PROMPT 1 ▸ Count the lines of the records below that contain the word "distant". Reply with the number alone.

PAGE EXTRACT ▸
----

The explain() literally translates to raw SQL EXPLAIN which is specific to the Database we are using.

In the official documentation, they’ve used Postgres where as I was using MySQL DB.

I got the output specific to MySQL which is same as EXPLAIN SELECT * FROM TABLE_NAME.

Answered By: Underoos

If you’re using MySQL, you can get the more readable result (i.e. including column headers for the EXPLAIN output) with some extra work: get the raw SQL for the query, then prefix that with EXPLAIN in a MySQL session.

E.g.

>>> from django.contrib.admin.models import LogEntry
>>> qs = LogEntry.objects.order_by("action_time")                                                                                                                   
>>> qs.query.sql_with_params()                                                                                                                                      
('SELECT `django_admin_log`.`id`, `django_admin_log`.`action_time`, `django_admin_log`.`user_id`, `django_admin_log`.`content_type_id`, `django_admin_log`.`object_id`, `django_admin_log`.`object_repr`, `django_admin_log`.`action_flag`, `django_admin_log`.`change_message` FROM `django_admin_log` ORDER BY `django_admin_log`.`action_time` ASC', ())

----

LISTED ENTRIES ▸
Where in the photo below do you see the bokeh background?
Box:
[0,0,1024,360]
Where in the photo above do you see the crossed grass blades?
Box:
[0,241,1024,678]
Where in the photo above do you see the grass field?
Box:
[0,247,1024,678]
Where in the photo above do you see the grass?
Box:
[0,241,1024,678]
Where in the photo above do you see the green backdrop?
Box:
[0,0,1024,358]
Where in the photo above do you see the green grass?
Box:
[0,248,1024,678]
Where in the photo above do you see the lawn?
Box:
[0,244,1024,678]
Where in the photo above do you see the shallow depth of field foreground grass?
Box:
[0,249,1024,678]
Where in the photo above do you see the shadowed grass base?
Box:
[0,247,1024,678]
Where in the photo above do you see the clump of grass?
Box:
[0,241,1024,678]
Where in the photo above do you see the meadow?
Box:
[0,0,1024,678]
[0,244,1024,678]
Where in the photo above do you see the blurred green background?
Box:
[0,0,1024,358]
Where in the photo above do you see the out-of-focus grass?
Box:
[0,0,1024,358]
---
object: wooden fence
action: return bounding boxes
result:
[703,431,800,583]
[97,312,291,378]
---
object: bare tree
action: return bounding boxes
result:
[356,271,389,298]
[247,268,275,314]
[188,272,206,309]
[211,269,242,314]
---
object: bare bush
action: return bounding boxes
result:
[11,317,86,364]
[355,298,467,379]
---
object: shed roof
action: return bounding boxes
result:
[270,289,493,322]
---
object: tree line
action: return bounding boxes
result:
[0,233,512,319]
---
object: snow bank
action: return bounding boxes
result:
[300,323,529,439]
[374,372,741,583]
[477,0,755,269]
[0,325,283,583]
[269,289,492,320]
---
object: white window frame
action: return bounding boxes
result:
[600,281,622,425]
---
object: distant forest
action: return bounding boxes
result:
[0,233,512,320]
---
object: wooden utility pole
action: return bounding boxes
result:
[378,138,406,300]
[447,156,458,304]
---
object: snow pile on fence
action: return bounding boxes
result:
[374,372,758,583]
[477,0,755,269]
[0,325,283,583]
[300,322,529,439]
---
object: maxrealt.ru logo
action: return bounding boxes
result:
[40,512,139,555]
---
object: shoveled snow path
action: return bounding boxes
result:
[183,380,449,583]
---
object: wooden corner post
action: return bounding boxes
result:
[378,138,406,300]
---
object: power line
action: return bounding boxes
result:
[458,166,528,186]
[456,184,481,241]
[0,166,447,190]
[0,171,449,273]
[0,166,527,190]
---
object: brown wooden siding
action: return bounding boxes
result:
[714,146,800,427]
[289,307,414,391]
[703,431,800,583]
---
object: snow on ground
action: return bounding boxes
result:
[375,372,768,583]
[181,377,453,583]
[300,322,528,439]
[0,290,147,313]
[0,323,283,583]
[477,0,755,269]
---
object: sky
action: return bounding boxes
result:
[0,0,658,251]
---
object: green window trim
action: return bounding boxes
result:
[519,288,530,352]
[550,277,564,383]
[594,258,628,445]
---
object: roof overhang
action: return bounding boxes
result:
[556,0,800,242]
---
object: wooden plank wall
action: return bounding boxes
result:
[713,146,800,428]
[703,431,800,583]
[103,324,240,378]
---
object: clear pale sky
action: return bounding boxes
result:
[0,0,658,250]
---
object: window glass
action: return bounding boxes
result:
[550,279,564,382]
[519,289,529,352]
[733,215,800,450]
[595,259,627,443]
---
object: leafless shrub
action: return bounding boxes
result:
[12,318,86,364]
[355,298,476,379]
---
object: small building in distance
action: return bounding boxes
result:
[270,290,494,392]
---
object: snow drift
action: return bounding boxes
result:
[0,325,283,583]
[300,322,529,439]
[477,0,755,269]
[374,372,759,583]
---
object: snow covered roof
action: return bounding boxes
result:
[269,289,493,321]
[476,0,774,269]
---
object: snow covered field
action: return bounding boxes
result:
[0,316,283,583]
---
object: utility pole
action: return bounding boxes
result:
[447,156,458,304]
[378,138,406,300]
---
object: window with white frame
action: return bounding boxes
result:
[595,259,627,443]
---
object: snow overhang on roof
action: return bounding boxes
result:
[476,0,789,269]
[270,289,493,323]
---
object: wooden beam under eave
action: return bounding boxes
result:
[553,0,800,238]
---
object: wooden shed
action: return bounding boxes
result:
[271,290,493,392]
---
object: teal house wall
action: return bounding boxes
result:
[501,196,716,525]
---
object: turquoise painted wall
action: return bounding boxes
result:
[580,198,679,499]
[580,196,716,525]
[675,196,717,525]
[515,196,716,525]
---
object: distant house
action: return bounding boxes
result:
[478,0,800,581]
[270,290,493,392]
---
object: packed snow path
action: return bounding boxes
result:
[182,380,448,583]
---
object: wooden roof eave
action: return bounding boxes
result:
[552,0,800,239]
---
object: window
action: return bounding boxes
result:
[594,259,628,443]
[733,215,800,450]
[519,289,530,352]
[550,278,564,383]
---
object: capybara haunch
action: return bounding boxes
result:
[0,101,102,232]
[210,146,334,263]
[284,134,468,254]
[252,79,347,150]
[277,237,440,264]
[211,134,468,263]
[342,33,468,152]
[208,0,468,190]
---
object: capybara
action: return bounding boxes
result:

----

PROMPT 2 ▸ Copy the passage from the text on Django's explain() above, starting at "In the official" and ending at "SELECT * FROM TABLE_NAME.".

FINAL ANSWER 1 ▸ 2

FINAL ANSWER 2 ▸
In the official documentation, they’ve used Postgres where as I was using MySQL DB.

I got the output specific to MySQL which is same as EXPLAIN SELECT * FROM TABLE_NAME.